- [TEXTO DE LEITURA]:
Transcrevemos alguns comentários:
As meditações prisionais de Gramsci deram os seus frutos. O mundo tornou-se melhor, recheado de pessoas justas e honestas. De esquerda, portanto. Pessoas que não falam nem pensam no vil metal. Sendo Costa um exemplo.
A esquerda também nos mostra como a pobreza não é impeditiva de se ter boa vida. Sócrates – não o grego -, outro exemplo.
Tais meditações – de Gramsci, portanto (o Mestre que guia as vidas de quem desconhece que ele alguma vez existiu) – levaram à adaptação de provérbio popular: “quem não é de esquerda não é filho de boa gente”.
E chegou-se ao ponto em que a esquerda já não lê. Não por elogio à ignorância (Lula, o exemplo maior), mas por já ter lido (no caso: absorvido) tudo o que havia para ler.
A cultura é (só) de esquerda. O civismo também. Desenvolvimento, idem.
No outro lado também existem alfabetizados. São os (auto) denominados intelectuais de direita ou neo-liberais.
O povo de esquerda tem um problema: a atracção pelo abismo. Embirra em viver nos países não socialistas. E os que vivem, embirram em querer fugir para o inferno do capitalismo. Diz-se, para melhor o aniquilar. E confirma-se, pois em nome da liberdade, combatem-na, e utilizando o sistema financeiro, destroem-no (utilizando a arma do “não pagamos”).
A grande incógnita, é: e quando todo o mundo for de esquerda?

Exemplos de rotulagem de pontos
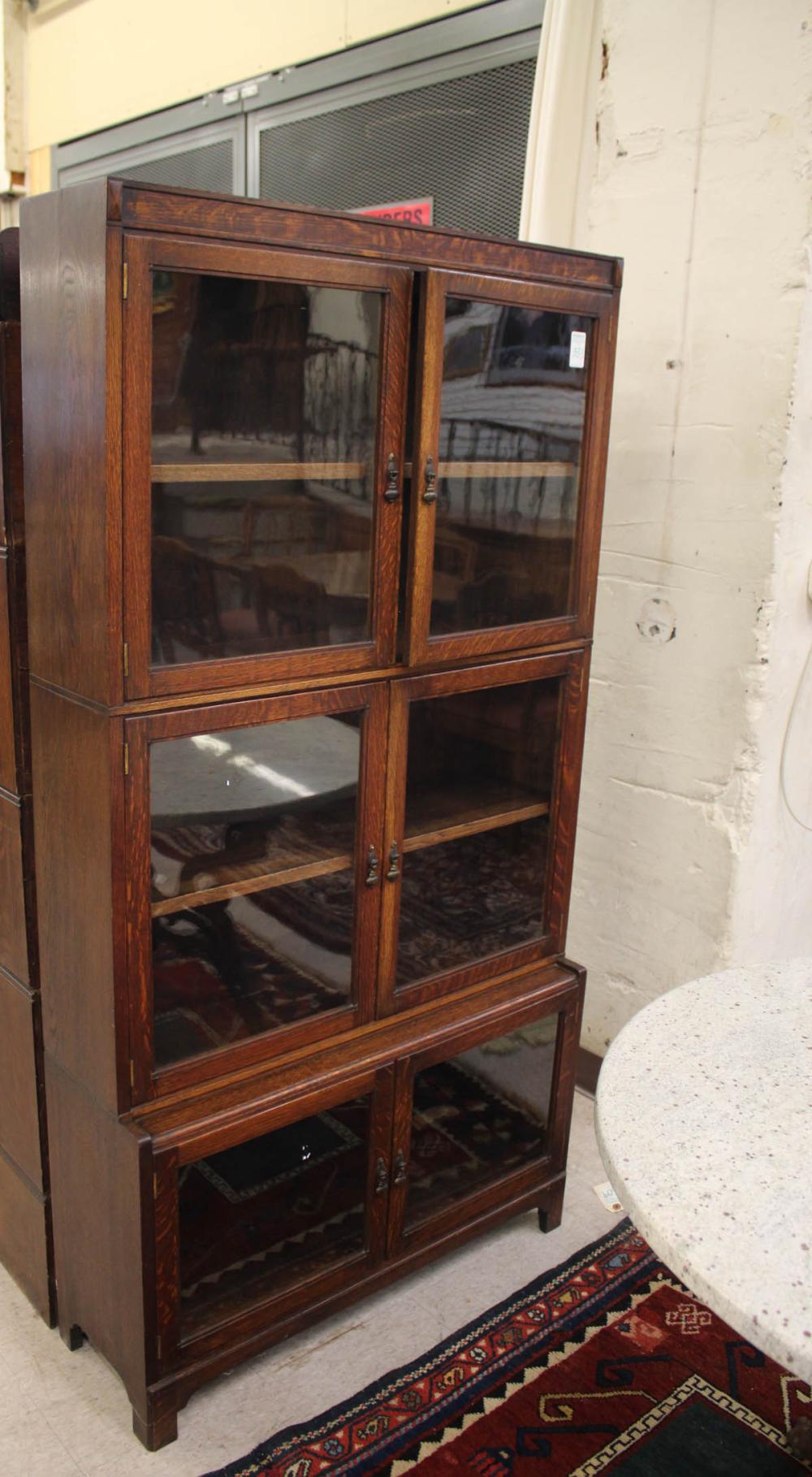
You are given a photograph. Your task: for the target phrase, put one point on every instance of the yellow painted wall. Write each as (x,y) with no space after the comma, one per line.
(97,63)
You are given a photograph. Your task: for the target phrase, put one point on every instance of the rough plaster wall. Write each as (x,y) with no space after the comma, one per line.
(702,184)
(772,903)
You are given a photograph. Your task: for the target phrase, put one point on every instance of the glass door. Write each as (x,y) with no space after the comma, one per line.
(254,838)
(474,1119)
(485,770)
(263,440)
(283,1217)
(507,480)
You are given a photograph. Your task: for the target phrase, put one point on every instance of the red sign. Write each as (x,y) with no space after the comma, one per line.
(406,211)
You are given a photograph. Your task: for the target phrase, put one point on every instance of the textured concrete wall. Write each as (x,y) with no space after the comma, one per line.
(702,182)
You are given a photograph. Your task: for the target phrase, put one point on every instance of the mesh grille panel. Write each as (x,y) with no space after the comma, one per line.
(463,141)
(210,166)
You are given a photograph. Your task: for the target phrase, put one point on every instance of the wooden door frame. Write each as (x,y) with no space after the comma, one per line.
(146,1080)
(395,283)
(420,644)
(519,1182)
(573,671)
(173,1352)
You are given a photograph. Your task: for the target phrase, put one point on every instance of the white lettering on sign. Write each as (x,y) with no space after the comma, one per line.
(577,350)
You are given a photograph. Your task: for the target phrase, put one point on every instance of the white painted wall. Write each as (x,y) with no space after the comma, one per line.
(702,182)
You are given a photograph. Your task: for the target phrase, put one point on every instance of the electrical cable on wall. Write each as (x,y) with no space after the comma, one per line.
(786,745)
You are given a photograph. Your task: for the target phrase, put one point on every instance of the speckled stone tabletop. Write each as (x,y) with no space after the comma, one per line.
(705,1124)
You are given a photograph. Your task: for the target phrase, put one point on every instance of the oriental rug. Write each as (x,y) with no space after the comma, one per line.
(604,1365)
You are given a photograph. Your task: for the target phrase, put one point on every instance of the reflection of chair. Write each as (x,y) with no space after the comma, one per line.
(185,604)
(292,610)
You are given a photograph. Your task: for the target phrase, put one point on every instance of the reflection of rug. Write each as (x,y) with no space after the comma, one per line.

- [TAREFAS]:
- a) De acordo com o texto de leitura, por que motivo a esquerda já não lê? Responda em uma a três frases.
- b) Diga se cada afirmação concorda com o texto de leitura, respondendo sim ou não e citando as palavras do texto que decidem a resposta. (i) O texto diz que a cultura é só de esquerda. (ii) O texto afirma que no outro lado não há alfabetizados. (iii) O provérbio adaptado no texto diz que quem não é de esquerda não é filho de boa gente.
- c) Troque "esquerda" por "direita" no trecho do texto de leitura que começa nas palavras "E chegou-se ao" e termina depois de "for de esquerda?", e apresente esse trecho com a troca feita.

- [RESPOSTAS]:
- a) Segundo o texto, a esquerda já não lê, e não é por elogio à ignorância. O motivo é que já leu, ou absorveu, tudo o que havia para ler.

- b)
(i) Sim: "A cultura é (só) de esquerda."
(ii) Não: "No outro lado também existem alfabetizados."
(iii) Sim: "quem não é de esquerda não é filho de boa gente"

- c)
E chegou-se ao ponto em que a direita já não lê. Não por elogio à ignorância (Lula, o exemplo maior), mas por já ter lido (no caso: absorvido) tudo o que havia para ler.
A cultura é (só) de direita. O civismo também. Desenvolvimento, idem.
No outro lado também existem alfabetizados. São os (auto) denominados intelectuais de direita ou neo-liberais.
O povo de direita tem um problema: a atracção pelo abismo. Embirra em viver nos países não socialistas. E os que vivem, embirram em querer fugir para o inferno do capitalismo. Diz-se, para melhor o aniquilar. E confirma-se, pois em nome da liberdade, combatem-na, e utilizando o sistema financeiro, destroem-no (utilizando a arma do “não pagamos”).
A grande incógnita, é: e quando todo o mundo for de direita?